---- 利用可能なデータ

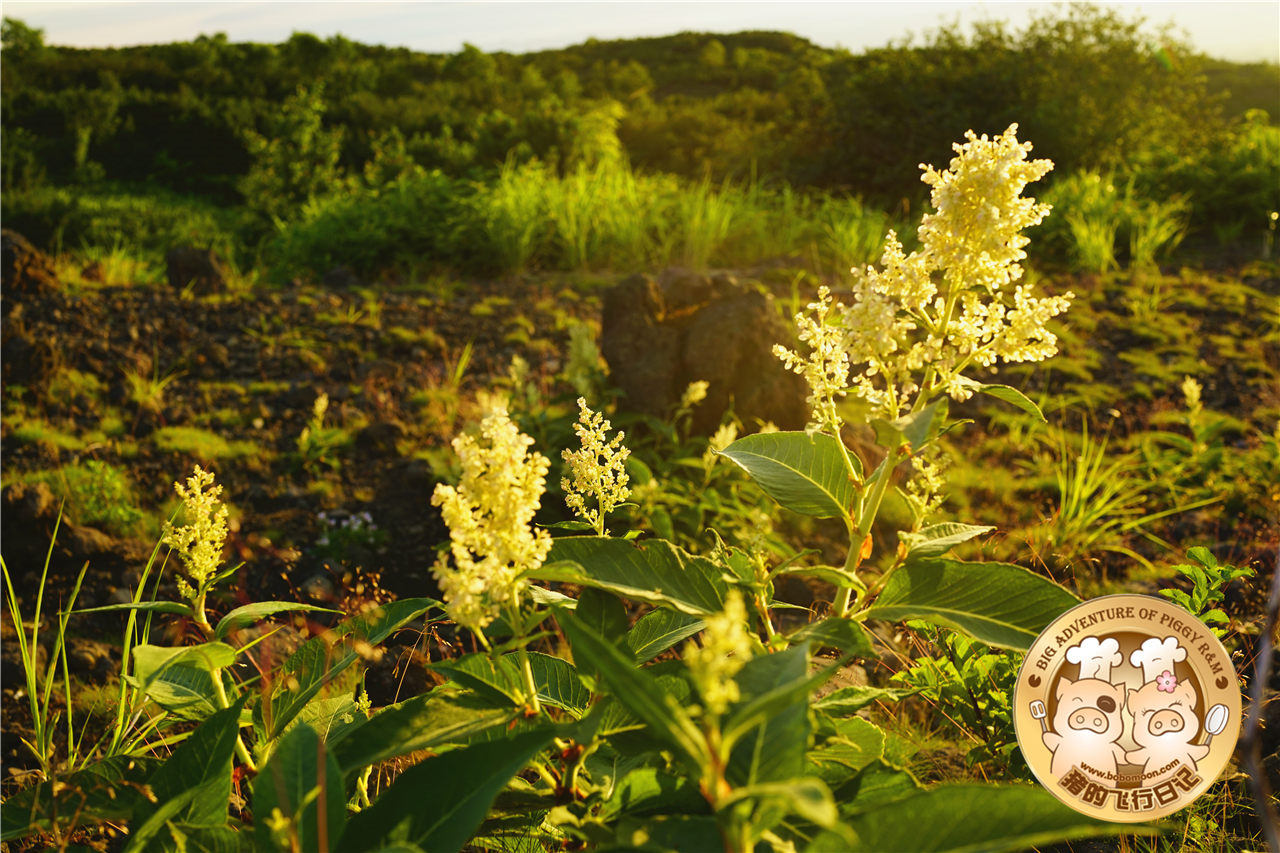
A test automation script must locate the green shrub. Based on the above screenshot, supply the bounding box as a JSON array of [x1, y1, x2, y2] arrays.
[[265, 172, 467, 275], [3, 187, 234, 254], [23, 459, 146, 535]]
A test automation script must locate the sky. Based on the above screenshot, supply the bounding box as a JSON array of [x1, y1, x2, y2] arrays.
[[0, 0, 1280, 61]]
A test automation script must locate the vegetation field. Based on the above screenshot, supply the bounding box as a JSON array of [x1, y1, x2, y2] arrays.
[[0, 6, 1280, 853]]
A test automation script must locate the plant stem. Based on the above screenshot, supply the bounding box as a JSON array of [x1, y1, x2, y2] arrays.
[[212, 671, 257, 774], [520, 647, 543, 715]]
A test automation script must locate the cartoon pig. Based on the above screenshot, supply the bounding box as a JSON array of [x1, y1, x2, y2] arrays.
[[1125, 671, 1208, 784], [1042, 679, 1124, 781]]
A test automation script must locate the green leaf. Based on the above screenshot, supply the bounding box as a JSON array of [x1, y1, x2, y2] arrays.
[[835, 758, 920, 815], [723, 646, 840, 745], [872, 397, 947, 453], [129, 643, 236, 720], [72, 601, 195, 616], [577, 587, 631, 639], [529, 585, 577, 610], [577, 587, 631, 679], [897, 521, 996, 560], [847, 784, 1143, 853], [812, 685, 915, 717], [625, 607, 707, 663], [329, 693, 516, 777], [430, 652, 522, 707], [607, 815, 724, 853], [522, 652, 591, 715], [0, 756, 160, 841], [214, 601, 342, 639], [529, 537, 724, 616], [787, 616, 874, 657], [978, 386, 1048, 424], [809, 717, 884, 783], [602, 765, 707, 821], [125, 663, 219, 721], [722, 777, 838, 827], [125, 694, 248, 850], [337, 729, 554, 853], [558, 613, 708, 774], [867, 558, 1080, 651], [724, 646, 809, 785], [719, 432, 863, 519], [133, 643, 236, 684], [262, 598, 438, 739], [253, 724, 347, 850], [285, 695, 355, 743]]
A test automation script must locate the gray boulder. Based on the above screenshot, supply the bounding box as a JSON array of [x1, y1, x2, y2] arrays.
[[600, 270, 808, 434]]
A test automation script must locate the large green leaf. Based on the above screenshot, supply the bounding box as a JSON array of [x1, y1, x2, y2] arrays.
[[787, 616, 874, 657], [0, 756, 160, 841], [214, 601, 342, 639], [431, 652, 591, 713], [727, 646, 809, 785], [262, 598, 436, 739], [719, 432, 863, 519], [558, 612, 708, 772], [530, 537, 724, 616], [835, 758, 922, 815], [330, 693, 516, 776], [844, 784, 1140, 853], [430, 652, 522, 707], [600, 758, 707, 820], [723, 643, 840, 745], [813, 685, 915, 717], [253, 722, 347, 850], [522, 652, 591, 715], [626, 607, 707, 663], [978, 386, 1048, 424], [724, 776, 838, 826], [808, 717, 884, 786], [867, 557, 1080, 649], [897, 521, 996, 560], [872, 397, 947, 453], [125, 663, 219, 721], [125, 694, 248, 850], [337, 729, 554, 853]]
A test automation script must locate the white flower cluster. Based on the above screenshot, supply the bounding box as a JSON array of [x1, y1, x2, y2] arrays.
[[561, 397, 631, 535], [160, 465, 227, 601], [431, 400, 552, 630], [774, 124, 1073, 433], [684, 589, 751, 716]]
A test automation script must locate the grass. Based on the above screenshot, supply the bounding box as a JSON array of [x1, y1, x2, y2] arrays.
[[266, 161, 892, 277], [18, 460, 146, 537], [151, 427, 262, 460]]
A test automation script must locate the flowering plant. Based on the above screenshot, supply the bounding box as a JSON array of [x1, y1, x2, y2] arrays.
[[388, 127, 1076, 853]]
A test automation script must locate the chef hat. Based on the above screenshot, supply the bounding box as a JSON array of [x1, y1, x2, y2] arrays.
[[1066, 637, 1124, 681], [1129, 637, 1187, 684]]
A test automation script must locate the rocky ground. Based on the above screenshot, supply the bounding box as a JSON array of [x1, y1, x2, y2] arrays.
[[0, 224, 1280, 835]]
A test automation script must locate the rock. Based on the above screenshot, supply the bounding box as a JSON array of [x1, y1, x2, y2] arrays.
[[355, 421, 404, 459], [0, 228, 58, 297], [320, 266, 362, 291], [600, 274, 682, 415], [0, 311, 59, 388], [600, 270, 808, 434], [371, 459, 449, 598], [164, 246, 227, 296]]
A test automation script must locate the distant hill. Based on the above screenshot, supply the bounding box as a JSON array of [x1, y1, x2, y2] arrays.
[[0, 5, 1280, 204]]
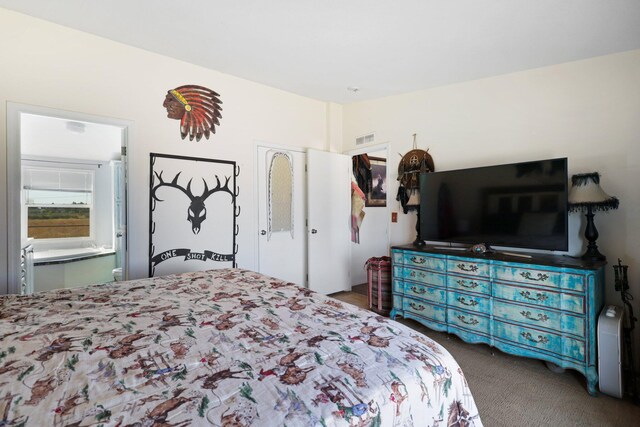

--------

"A test automation script must locate the plant"を含む行から"[[212, 671, 257, 774], [520, 647, 543, 715]]"を含む行まで（両端の行を含む）だけを、英文の行も含めてすべて書き出せ。その際、座標の数値はそれぞれ0.6倍し、四捨五入（0.5は切り上げ）で整数にすること。

• [解答全文]
A test automation script must locate the plant stem. Based on the above screenshot, supply the bounding box as a JSON array of [x1, y1, x2, y2] arrays.
[[127, 403, 154, 464], [312, 388, 326, 429]]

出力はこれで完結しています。